:: GIVEN INFORMATION
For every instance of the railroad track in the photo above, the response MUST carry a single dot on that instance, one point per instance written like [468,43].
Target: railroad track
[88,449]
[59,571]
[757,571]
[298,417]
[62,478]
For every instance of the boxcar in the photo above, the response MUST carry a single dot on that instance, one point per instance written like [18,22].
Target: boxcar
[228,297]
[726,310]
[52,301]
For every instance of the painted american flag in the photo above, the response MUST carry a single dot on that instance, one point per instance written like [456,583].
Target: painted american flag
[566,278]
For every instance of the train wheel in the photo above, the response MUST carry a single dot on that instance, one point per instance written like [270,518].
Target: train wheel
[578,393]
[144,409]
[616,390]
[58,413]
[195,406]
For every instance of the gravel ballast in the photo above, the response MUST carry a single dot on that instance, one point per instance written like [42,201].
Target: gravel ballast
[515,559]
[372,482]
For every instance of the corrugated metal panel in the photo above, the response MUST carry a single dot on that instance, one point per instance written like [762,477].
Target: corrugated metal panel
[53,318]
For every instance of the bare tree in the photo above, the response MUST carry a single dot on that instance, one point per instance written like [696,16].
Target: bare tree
::::
● **WHAT IS REQUIRED**
Nothing but the lines from the one containing "For every instance of the painted" to the end of the entries belongs in the answer, and each must match exactly.

● **TASK RESULT**
For every instance of the painted american flag in the photo above, the response MUST carry a single dot on that instance, one point per instance written like [456,583].
Target: painted american flag
[566,278]
For every instance of the train wheel in the photo above, the response MUST carry a single dot on that instance, one point per instance written like [270,518].
Target: train wheel
[578,393]
[144,409]
[616,390]
[58,413]
[195,406]
For every instance of the gravel ballast in the photo above, the response MUST carry a single dot on that instance, one point per instance written like [42,201].
Target: gravel ballast
[515,559]
[372,482]
For every instance of the corrugated metal panel in the photo above, the response MUST carry a single dot on that instance, one point per instance written like [762,477].
Target: corrugated metal panel
[53,318]
For every instance of the bare tree in the photo above, the response MUST carry a single dot on that instance, one point per instance written like [696,16].
Target: bare tree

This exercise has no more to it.